» Task instructions:
**a)** Answer these questions from the Porkkala Lighthouse text:
(i) About how far is the lighthouse from the southern tip of the Porkkalanniemi peninsula?
(ii) In what year was it built, and which lighthouse did it replace?
(iii) What is it constructed of, and what does it stand on?
**b)** Write the next few sentences of the Porkkala Lighthouse text, picking up after its last sentence.

==== Source passage ====

Lighthouse in Kirkkonummi, Finland

Porkkala Lighthouse (Finnish: Porkkalan majakka, Swedish: Porkala fyr), also known as Kallbåda or Porkkala Kallbåda, is a lighthouse located in the municipality of Kirkkonummi, Finland, approximately 9 km from the southern tip of the Porkkalanniemi peninsula, in the western part of the Gulf of Finland.

The lighthouse was built in 1920, to replace the earlier Porkkala-Rönnskär one.

Porkkala-Kallbåda was the last lighthouse in Finland to be intended for manual operation by lighthouse-keepers. For this reason, and due to the small area of the skerry it is built on, the lighthouse design incorporates integral accommodation and service facilities for two operators and their families, similar to those found in the Bengtskär Lighthouse.

It is built on massive reinforced concrete foundation, and constructed of red brick.

==== Data excerpts ====

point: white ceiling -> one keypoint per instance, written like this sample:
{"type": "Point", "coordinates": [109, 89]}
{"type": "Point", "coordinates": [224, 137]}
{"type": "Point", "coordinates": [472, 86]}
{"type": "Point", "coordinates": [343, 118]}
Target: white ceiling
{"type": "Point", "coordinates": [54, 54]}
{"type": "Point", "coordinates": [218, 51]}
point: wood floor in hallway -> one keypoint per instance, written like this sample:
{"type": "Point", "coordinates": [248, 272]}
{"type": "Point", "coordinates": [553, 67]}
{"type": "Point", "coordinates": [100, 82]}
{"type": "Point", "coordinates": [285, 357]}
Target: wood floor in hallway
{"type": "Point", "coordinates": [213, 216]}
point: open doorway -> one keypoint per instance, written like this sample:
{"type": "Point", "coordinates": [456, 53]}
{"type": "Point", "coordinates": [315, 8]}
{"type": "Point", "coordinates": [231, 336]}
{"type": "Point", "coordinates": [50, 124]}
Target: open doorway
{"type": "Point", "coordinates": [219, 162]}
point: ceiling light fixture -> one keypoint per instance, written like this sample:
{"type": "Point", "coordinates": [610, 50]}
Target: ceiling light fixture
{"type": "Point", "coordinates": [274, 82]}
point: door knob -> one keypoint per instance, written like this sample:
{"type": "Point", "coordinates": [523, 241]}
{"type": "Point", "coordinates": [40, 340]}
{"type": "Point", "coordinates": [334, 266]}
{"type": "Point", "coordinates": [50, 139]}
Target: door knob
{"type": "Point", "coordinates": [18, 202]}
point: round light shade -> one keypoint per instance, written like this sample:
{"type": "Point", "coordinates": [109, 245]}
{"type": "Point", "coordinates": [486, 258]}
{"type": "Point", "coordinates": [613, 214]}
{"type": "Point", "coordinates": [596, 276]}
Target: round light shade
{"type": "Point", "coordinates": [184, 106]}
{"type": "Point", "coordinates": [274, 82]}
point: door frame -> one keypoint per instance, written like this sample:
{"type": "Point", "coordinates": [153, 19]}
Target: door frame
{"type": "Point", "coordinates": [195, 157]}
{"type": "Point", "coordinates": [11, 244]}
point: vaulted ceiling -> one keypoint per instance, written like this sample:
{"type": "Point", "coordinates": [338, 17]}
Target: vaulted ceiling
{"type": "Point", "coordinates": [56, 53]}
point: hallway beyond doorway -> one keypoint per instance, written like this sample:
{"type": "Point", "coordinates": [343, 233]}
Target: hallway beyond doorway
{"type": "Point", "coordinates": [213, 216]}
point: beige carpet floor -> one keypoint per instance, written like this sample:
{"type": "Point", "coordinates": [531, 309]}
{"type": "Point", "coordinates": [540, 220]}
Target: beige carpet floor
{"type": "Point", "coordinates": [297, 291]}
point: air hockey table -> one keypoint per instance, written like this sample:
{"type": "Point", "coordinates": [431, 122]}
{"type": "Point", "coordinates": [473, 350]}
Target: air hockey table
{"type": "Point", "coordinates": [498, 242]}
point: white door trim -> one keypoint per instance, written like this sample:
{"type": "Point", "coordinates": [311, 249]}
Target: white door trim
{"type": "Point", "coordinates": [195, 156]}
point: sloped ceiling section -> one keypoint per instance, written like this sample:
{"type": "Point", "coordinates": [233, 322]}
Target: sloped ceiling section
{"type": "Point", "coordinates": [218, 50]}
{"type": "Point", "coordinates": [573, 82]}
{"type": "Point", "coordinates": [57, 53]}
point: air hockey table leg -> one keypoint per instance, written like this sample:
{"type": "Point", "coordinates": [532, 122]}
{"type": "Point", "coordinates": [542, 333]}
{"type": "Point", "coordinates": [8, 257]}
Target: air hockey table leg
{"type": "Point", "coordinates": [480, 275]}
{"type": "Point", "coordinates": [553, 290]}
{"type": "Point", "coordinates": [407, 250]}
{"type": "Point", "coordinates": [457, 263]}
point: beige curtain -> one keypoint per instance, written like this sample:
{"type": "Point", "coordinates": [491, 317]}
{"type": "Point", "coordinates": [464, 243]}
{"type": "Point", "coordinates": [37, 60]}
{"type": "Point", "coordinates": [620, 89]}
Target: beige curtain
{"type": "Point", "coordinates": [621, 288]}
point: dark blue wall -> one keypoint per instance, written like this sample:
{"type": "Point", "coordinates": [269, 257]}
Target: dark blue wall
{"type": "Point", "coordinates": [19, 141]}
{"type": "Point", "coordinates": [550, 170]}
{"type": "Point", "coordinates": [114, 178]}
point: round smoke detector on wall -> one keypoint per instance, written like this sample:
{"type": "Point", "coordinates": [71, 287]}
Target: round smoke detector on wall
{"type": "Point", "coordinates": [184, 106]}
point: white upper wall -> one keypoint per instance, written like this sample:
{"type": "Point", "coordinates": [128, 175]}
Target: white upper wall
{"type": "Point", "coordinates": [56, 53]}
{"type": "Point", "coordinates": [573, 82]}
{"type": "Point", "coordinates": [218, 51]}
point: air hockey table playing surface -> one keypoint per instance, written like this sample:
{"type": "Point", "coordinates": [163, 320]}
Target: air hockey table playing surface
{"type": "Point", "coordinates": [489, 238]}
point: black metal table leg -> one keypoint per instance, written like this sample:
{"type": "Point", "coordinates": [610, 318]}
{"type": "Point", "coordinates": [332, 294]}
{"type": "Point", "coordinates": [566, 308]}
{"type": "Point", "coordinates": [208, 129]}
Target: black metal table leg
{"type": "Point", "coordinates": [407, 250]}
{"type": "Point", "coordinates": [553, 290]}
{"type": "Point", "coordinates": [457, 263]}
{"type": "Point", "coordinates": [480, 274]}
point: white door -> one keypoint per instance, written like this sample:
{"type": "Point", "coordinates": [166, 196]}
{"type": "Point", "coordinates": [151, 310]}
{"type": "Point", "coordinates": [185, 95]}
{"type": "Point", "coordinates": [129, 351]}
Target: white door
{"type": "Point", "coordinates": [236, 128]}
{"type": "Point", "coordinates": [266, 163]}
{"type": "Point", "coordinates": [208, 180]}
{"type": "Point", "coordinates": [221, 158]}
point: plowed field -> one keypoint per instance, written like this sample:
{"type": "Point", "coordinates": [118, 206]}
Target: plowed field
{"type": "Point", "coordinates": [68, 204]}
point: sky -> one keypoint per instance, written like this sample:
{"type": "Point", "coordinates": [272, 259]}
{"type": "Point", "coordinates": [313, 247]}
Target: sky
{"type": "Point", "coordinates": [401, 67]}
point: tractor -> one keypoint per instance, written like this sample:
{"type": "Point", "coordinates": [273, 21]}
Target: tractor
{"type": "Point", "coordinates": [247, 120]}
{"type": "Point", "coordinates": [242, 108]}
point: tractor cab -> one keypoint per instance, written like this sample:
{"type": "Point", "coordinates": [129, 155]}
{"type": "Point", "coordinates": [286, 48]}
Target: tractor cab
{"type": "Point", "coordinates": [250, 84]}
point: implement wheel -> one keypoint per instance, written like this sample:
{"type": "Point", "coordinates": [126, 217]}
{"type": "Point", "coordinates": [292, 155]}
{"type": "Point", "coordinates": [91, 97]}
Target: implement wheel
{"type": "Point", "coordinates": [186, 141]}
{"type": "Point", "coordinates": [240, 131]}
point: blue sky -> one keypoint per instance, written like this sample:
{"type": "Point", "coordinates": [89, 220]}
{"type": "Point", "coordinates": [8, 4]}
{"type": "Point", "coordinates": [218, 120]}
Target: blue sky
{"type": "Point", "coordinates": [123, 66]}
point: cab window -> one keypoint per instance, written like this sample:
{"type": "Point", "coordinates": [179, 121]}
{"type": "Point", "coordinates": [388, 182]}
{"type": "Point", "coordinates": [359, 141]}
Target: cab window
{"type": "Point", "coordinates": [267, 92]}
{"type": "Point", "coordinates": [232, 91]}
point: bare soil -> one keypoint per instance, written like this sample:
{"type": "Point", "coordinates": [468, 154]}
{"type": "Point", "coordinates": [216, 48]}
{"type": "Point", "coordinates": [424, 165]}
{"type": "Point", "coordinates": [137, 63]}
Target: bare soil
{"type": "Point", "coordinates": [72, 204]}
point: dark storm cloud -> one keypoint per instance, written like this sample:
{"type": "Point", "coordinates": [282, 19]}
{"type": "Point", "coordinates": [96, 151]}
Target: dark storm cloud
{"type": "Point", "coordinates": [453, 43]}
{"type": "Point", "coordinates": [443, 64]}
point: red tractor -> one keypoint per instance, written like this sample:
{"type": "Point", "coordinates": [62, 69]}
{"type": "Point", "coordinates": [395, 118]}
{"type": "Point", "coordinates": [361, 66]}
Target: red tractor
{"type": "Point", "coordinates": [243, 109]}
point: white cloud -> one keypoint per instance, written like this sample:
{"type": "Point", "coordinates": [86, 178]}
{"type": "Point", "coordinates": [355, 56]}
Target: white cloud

====

» Task responses:
**a)**
(i) Approximately 9 km.
(ii) 1920, replacing the earlier Porkkala-Rönnskär lighthouse.
(iii) Red brick, on a massive reinforced concrete foundation.

**b)**
After the Continuation War, the Porkkalanniemi area was placed under the control of the Soviet Union. When the area was returned to Finland in 1955, the Porkkala-Kallbåda lighthouse was found to be in such state of disrepair as to be uninhabitable, and it was instead automated and operated remotely from Harmaja in Helsinki. The lighthouse building is now leased to the Finnish mountaineer Veikka Gustafsson.

The Porkkala Lighthouses form part of a milieu designated and protected by the Finnish Heritage Agency as a nationally important built cultural environment (Valtakunnallisesti merkittävä rakennettu kulttuuriympäristö).

The area is also protected as a grey seal nature reserve, for which reason the general public are not allowed to disembark onto the skerry.